STATED GOAL → Extend the session transcript on Binet's formula and the golden ratio, starting right after its last line.

PASSAGE GIVEN →
· · · · · · ·

1−> ; The formula presented here is called Binet's formula, found at
1−> ; http://en.wikipedia.org/wiki/Fibonacci_number
1−> ;
1−> ; The Fibonacci sequence is the endless integer sequence:
1−> ; 1 1 2 3 5 8 13 21 34 55 89 144 233 377 610 987 ...
1−> ; Any Fibonacci number is always the sum of the previous two Fibonacci numbers.
1−> ;
1−> ; Easy to understand info on the golden ratio can be found here:
1−> ; http://www.mathsisfun.com/numbers/golden-ratio.html
1−> 
1−> -1/phi=1-phi ; Derive the golden ratio (phi) from this quadratic polynomial.

    -1
#1: ––– = 1 − phi
    phi

1−> 0 ; show it is quadratic
Solve successful:

#1: 0 = ((1 − phi)·phi) + 1

1−> unfactor

#1: 0 = phi − phi^2 + 1

1−> solve verifiable for phi ; The golden ratio will help us directly compute Fibonacci numbers.
Solving equation #1 for phi with required verification...
Equation is a degree 2 polynomial equation in phi.
Equation was solved with the quadratic formula.

· · · · · · ·

DATA LISTING →
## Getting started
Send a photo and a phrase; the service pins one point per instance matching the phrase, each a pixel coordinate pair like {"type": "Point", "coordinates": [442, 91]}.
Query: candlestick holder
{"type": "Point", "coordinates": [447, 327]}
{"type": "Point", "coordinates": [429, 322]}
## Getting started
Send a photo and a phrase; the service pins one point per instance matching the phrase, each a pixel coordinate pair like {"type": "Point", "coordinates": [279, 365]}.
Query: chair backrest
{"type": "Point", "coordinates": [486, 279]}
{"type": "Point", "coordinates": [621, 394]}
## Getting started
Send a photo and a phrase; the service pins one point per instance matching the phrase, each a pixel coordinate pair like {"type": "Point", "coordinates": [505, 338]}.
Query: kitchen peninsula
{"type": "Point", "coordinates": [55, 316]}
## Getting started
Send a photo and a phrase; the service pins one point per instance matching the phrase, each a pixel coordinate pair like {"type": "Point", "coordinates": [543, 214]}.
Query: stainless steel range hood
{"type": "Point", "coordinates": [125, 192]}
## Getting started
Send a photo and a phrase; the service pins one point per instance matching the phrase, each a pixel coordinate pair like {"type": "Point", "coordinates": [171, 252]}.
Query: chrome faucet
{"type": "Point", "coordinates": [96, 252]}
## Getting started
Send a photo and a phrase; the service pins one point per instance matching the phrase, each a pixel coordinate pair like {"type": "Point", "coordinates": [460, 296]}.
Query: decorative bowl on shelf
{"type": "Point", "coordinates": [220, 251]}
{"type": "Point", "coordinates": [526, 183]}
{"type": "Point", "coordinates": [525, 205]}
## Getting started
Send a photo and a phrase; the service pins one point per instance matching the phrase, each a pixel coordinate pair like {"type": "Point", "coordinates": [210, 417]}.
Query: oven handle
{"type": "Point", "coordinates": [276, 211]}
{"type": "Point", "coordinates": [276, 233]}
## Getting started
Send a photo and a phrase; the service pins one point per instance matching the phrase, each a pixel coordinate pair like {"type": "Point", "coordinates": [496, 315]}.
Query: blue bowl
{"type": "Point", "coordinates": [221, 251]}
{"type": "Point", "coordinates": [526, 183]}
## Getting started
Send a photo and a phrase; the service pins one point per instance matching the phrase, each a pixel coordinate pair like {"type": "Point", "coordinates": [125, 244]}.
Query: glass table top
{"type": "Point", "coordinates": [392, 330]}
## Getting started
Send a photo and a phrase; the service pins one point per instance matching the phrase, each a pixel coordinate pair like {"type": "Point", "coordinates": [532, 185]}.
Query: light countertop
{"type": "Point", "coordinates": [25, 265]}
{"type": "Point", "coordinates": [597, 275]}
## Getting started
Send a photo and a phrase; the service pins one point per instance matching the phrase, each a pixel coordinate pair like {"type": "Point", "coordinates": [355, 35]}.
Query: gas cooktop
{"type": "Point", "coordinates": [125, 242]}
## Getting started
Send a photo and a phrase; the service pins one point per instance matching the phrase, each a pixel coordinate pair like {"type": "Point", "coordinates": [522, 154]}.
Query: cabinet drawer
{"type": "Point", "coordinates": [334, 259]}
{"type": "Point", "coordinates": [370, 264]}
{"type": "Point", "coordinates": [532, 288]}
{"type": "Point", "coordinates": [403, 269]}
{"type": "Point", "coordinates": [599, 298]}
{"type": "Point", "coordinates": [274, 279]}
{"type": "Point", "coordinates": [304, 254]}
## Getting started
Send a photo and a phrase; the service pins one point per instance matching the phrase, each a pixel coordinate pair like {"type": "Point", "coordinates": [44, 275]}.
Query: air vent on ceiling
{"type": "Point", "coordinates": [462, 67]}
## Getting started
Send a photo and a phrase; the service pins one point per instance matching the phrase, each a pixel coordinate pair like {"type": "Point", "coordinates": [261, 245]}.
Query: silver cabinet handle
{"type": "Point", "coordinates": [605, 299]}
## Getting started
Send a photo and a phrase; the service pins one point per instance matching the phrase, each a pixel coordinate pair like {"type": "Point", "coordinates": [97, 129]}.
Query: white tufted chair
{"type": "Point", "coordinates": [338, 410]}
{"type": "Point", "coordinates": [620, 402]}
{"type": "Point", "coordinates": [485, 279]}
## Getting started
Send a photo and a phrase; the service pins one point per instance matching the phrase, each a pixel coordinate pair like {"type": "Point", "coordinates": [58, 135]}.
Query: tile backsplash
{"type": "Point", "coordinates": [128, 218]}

· · · · · · ·

EXERCISE OUTPUT →
Solve and "simplify quick" successful:

                   1
          (1 − ((5^–)·sign))
                   2
#1: phi = ––––––––––––––––––
                  2

All solutions verified.
1−> replace sign with -1 ; the golden ratio constant:

                  1
          (1 + (5^–))
                  2
#1: phi = –––––––––––
               2

1−> fibonacci = ((phi^n) - ((1 - phi)^n))/(phi - (1 - phi)) ; Binet's Fibonacci formula.

                (phi^n − ((1 − phi)^n))
#2: fibonacci = –––––––––––––––––––––––
                    (phi − 1 + phi)

2−> eliminate phi ; Completed direct Fibonacci formula:
Eliminating variable phi using solved equation #1...

                          1                      1
                  (1 + (5^–))            (1 + (5^–))
                          2                      2
                ((–––––––––––^n) − ((1 − –––––––––––)^n))
                       2                      2
#2: fibonacci = –––––––––––––––––––––––––––––––––––––––––
                                     1
                                  (5^–)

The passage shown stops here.